▶ **STATED PROBLEM**: Identify each line in the listing below that contains the string "woman", and copy every such line.

▶ **DATA FOR PROCESSING**:
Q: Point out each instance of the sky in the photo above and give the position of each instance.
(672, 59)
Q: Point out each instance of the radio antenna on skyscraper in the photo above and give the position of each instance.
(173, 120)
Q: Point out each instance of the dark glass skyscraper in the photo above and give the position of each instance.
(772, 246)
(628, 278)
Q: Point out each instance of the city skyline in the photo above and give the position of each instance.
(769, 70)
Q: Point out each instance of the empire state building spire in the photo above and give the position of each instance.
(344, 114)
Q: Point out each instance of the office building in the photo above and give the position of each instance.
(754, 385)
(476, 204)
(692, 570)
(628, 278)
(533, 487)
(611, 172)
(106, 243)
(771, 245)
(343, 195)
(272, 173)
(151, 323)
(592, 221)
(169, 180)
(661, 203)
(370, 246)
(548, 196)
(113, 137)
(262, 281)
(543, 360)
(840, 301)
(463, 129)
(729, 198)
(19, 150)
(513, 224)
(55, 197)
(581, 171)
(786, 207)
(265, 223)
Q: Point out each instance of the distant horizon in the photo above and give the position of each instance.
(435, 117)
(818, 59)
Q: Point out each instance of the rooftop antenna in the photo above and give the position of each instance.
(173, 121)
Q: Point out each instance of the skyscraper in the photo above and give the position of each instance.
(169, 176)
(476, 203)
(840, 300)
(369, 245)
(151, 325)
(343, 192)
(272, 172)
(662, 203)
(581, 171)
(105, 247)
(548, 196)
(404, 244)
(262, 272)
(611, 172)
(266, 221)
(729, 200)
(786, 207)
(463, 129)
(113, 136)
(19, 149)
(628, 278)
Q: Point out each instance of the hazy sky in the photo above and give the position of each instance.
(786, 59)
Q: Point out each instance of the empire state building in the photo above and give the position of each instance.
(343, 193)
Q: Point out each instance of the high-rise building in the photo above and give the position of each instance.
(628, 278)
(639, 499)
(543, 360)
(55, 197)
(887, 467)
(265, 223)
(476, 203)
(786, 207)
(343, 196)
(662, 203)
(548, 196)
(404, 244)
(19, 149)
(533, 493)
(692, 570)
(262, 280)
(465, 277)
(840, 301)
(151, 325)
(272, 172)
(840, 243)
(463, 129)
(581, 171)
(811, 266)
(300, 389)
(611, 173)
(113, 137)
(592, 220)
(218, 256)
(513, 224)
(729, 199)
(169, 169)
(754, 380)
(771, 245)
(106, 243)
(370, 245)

==

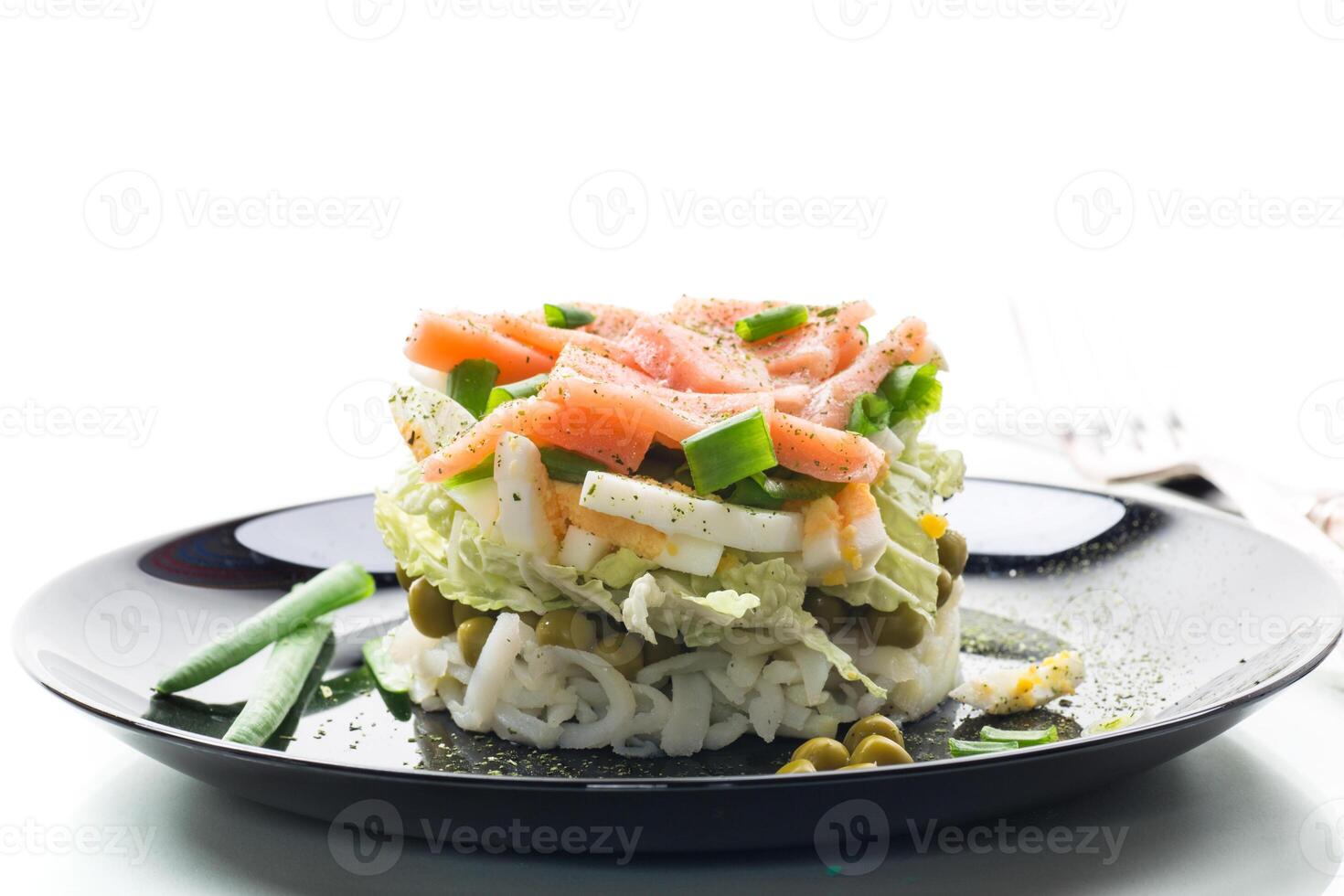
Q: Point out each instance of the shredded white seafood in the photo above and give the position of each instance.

--

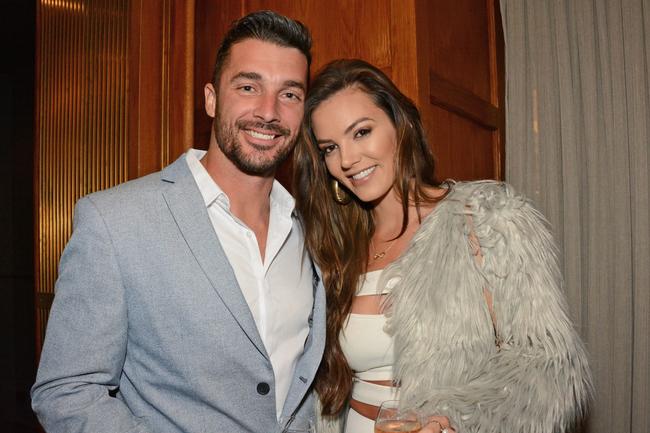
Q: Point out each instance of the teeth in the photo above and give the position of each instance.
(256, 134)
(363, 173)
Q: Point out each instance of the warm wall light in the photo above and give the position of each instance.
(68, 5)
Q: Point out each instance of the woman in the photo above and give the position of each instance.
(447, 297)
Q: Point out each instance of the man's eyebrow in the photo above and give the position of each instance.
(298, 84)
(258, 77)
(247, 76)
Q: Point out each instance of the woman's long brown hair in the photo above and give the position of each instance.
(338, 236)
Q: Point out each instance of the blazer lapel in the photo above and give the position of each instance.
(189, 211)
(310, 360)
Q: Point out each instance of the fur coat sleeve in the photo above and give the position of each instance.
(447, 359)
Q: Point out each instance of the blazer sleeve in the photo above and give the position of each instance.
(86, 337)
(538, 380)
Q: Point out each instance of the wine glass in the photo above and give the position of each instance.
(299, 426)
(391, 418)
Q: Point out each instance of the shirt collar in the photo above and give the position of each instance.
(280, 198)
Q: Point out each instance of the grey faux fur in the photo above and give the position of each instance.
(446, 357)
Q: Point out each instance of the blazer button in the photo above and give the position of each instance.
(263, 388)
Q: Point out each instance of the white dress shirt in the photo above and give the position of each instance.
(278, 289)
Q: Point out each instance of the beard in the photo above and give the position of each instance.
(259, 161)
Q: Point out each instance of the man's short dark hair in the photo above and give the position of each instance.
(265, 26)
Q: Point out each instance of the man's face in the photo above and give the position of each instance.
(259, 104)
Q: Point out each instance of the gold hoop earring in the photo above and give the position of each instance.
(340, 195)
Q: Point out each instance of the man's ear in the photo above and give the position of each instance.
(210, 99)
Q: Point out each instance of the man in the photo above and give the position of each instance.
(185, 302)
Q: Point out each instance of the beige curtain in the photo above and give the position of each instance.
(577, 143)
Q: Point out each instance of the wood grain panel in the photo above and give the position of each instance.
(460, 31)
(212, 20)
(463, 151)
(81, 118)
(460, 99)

▶ **TASK RESPONSE**:
Q: Point out each instance of the woman in the photo above and give the position of each instance.
Q: Point out each instance of the woman's long brown hair in the photo above and give the position of each instance.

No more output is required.